#### Objetivo 1
Por favor, reescreva de forma mais breve o parágrafo do texto sobre o disco "Construção" que começa com "Constitui praticamente uma grande sinfonia", mantendo seus fatos principais.
#### Objetivo 2
No texto sobre o disco "Construção", troque "disco espetacular" por "álbum notável" e reproduza o trecho que começa com as palavras que contêm "relatado pelo escritor Humberto" e termina com "obra do cantor.".

#### Texto fornecido
---+---

Chico Buarque - "Construção" (1971)



"Ao entregar a letra, num golpe de ironia e audácia, o advogado da gravadora pediu que a proibissem; os censores então, como que para contrariá-lo, liberaram "Construção" sem cortes."
relatado pelo escritor Humberto Werneck,
no livro "Tantas Palavras - Letra e Música",
songbook de Chico Buarque



Tijolo por tijolo num desenho mágico. Assim foi construído "Construção"(1971), disco espetacular de Chico Buarque de Holanda; o primeiro gravado após sua volta do exílio, provavelmente o melhor do artista e um dos maiores da música brasileira. Ao contrário da boa parte dos discos de Chico que eram verdadeiras colchas de retalho com músicas feitas em épocas diferentes, com parceiros variados, para fins diferentes (filmes, peças, homenagens), "Construção" fora planejado para ser efetivamente um álbum e provavelmente por isso mostre uma coesão, uma unidade, uma encaixe tão perfeito entre as músicas que o tornam diferenciado na obra do cantor.
Constitui praticamente uma grande sinfonia cotidiana, uma grande ópera do homem comum, com tragédias, amores, sangue e emoção. Reforçam esta sensação de obra erudita os arranjos ousados e intensos do maestro Rogério Duprat, com suas cordas e metais poderosos. Já em "Deus lhe Pague" que abre o disco esta intensidade fica demonstrada: ela é forte, ela é densa, com sua condução grave, sua percussão pesada e com as vozes do MPB4 intensificando o sarcasmo da gratidão.
"Cotidiano" que a segue alivia o clima num samba descontraído faz um infinito ciclo do dia-a-dia. "Desalento", um samba triste com uma cuíca chorosa, parceria com Vinícius de Moraes, é um dos poucos casos de música que não deveria estar ali uma vez que faria parte originalmente do compacto de "Apesar de Você" que acabou não saindo, vetado pela censura.
A faixa título, "Construção" é a verdadeira ópera trágica cotidiana: dramática desde sua sonoridade até seus versos pessimistas. Um dia na vida de um operário de obra; aquele dia que ele, cansado da vida, da injustiça, da mesmice, decidira ser o último de sua vida. E Chico descreve isso de maneira mágica, brincando com as palavras, jogando com os versos, num exercício formal absolutamente bem engendrado, amarrando a letra toda por uma anáfora que serve de fio condutor e mantendo uma admirável regularidade silábica de dodecassílabos. A dramaticidade da letra, da situação do operário, do incidente fatal ganham proporções ainda maiores novamente com a orquestração de Duprat e com o coro do MPB4 até chegar a um final  onde repete-se um trecho de "Deus lhe Pague" (dentro de "Construção") reafirmando toda e desesperança.

---+---

#### Dados fornecidos
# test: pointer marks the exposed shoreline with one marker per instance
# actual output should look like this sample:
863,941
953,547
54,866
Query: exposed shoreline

---+---

#### Resposta completa 1
O disco é quase uma grande sinfonia do cotidiano, uma ópera do homem comum, com tragédias, amores, sangue e emoção. Os arranjos ousados e intensos do maestro Rogério Duprat, com cordas e metais poderosos, reforçam esse caráter erudito. A intensidade aparece já em "Deus lhe Pague", a faixa de abertura: forte e densa, de condução grave e percussão pesada, com as vozes do MPB4 intensificando o sarcasmo da gratidão.

#### Resposta completa 2
relatado pelo escritor Humberto Werneck,
no livro "Tantas Palavras - Letra e Música",
songbook de Chico Buarque



Tijolo por tijolo num desenho mágico. Assim foi construído "Construção"(1971), álbum notável de Chico Buarque de Holanda; o primeiro gravado após sua volta do exílio, provavelmente o melhor do artista e um dos maiores da música brasileira. Ao contrário da boa parte dos discos de Chico que eram verdadeiras colchas de retalho com músicas feitas em épocas diferentes, com parceiros variados, para fins diferentes (filmes, peças, homenagens), "Construção" fora planejado para ser efetivamente um álbum e provavelmente por isso mostre uma coesão, uma unidade, uma encaixe tão perfeito entre as músicas que o tornam diferenciado na obra do cantor.